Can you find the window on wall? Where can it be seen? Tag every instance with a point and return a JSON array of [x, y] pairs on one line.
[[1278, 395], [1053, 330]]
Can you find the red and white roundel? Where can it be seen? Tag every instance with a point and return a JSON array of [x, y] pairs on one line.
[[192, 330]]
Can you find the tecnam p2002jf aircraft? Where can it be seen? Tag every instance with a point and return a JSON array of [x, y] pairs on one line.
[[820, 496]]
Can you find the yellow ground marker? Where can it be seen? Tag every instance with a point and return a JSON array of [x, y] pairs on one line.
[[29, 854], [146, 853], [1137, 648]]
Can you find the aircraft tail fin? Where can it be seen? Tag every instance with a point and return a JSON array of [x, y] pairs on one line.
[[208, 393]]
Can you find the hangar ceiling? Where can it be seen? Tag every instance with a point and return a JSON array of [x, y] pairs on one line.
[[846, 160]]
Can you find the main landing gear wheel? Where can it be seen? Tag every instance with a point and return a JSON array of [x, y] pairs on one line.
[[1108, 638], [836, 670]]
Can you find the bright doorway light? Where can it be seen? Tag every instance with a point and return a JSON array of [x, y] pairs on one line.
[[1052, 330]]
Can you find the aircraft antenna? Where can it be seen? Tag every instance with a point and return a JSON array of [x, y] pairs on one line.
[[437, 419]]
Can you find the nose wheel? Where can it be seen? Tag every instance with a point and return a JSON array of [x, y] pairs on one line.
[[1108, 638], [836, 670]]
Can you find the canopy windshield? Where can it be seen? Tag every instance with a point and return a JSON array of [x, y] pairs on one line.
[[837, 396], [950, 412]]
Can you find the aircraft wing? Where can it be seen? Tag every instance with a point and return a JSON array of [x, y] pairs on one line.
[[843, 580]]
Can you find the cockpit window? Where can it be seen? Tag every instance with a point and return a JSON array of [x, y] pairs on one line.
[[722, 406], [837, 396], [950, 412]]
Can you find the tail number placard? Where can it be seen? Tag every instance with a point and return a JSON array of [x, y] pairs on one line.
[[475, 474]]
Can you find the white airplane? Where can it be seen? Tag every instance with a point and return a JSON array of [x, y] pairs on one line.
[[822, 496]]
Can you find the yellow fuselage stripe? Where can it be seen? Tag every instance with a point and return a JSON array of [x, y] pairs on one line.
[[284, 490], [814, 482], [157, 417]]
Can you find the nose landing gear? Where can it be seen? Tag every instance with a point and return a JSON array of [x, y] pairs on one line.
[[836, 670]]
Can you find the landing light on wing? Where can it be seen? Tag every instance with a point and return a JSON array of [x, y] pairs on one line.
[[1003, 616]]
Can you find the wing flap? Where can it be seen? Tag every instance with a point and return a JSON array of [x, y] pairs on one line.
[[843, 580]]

——

=== Task requirements ===
Copy out every one of the entries above, replacing "JSON array" with "JSON list" and changing nothing else.

=== Response for this exercise ===
Can you find the window on wall? Where can it be seen? Tag every instance with a point and return a JSON list of [x, y] pairs on one line.
[[1278, 395], [1053, 330]]
Can you find the red and white roundel? Where can it be seen? Tag every instance with a point and return a JSON list of [x, y] pairs on one line.
[[192, 330]]
Can you find the tecnam p2002jf aircraft? Where can it be seen? Tag every instance with a point and return a JSON list of [x, y] pairs on one line.
[[820, 496]]
Can you find the yellow ground marker? Where can it be seen? Tag every instance with a point and return a JSON list of [x, y] pairs on one line.
[[29, 854], [146, 853], [1137, 648]]
Can you find the aircraft tail fin? Where can it be seen? Tag every instance with a point and return a JSON list of [x, y] pairs on one line.
[[208, 393]]
Can you find the hangar ceiling? Where can it be seen? Tag every instance with a point and return a JSON list of [x, y] pairs on one line.
[[846, 160]]
Can you find the main landing gear wheel? Where can it be seen? Tag every instance with a point and return a JSON list of [x, y] pairs on one line.
[[1108, 638], [836, 670]]
Can you find the bright doorway light? Where can it be seen? Tag every instance with a point and return a JSON list of [x, y] pairs on one line.
[[1052, 330]]
Can you find the aircraft antenna? Where can it be seen? Tag every instance with a point and return a JSON list of [x, y] pairs on one line.
[[437, 419]]
Can you find the nose wheel? Where can it be seen? Tag every instance with a point and return a JSON list of [x, y] pairs on one line.
[[1108, 638], [836, 670]]
Can you find the canopy windshield? Where can it be seen? Tag every instance with a point and return a JSON list of [x, y] pairs on one line.
[[837, 396], [950, 412]]
Can you find the aircraft wing? Where can it be seen? Tag every instance with a point and return a JSON list of [x, y] pairs on one line.
[[843, 580]]
Can you find the cockpit window? Where can it be seen? Tag every instance with a point and return a JSON list of [x, y] pairs on one line.
[[722, 406], [837, 396], [950, 412]]
Can you find the tail number placard? Where can it be seen? Tag every instance with a point and return a JSON list of [x, y] pairs on one line.
[[475, 474]]
Can you find the white airplane? Where can it be seen? Tag every instance with a point and return a JSON list of [x, y] pairs on one line.
[[822, 496]]
Can you find the yellow fuselage stripe? Where can it be seen? Tag every instance with a point and return a JSON list of [x, y] pairs on one line.
[[284, 490], [814, 482], [157, 417]]
Can you find the nose landing gear? Where can it be seen? Tag every instance with a point and return a JSON list of [x, y] pairs on one line.
[[836, 670]]
Can you find the landing light on wing? Where can it be seen? Tag every instance with a point and return a JSON list of [x, y] pairs on one line.
[[1003, 616]]
Can you find the wing flap? Where can it be seen? Tag every instance with a point and return a JSON list of [x, y] pairs on one line.
[[843, 580]]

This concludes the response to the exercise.